## start
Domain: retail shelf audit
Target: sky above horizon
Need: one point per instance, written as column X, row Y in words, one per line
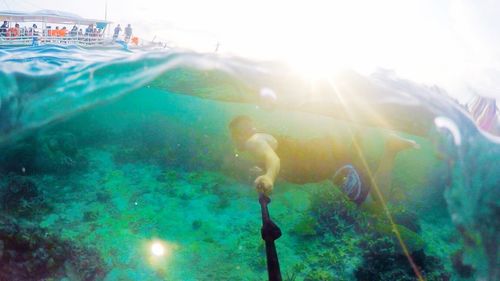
column 451, row 43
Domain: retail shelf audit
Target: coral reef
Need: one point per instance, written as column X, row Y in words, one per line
column 381, row 256
column 21, row 196
column 56, row 153
column 30, row 253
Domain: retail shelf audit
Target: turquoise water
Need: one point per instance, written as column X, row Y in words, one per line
column 105, row 152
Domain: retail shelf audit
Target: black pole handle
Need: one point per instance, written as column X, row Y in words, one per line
column 270, row 232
## end
* OBJECTIVE:
Copy every item above line for line, without changes, and omit the pictures.

* WRITTEN RESPONSE:
Domain: retail shelf audit
Target: sky above horizon
Need: one point per instance, written as column X, row Y in words, one per line
column 451, row 43
Domain: retail shelf audit
Target: coral reef
Need: one point per instance, written as column X, row Y in words, one per line
column 381, row 256
column 21, row 196
column 56, row 153
column 30, row 253
Domain: retail shelf audit
Target: turquoise water
Need: one point per instance, written as column X, row Y in words, one per line
column 105, row 152
Domain: retail shelf audit
Target: black pole handle
Need: one point per instance, written as column X, row Y in words, one per line
column 270, row 232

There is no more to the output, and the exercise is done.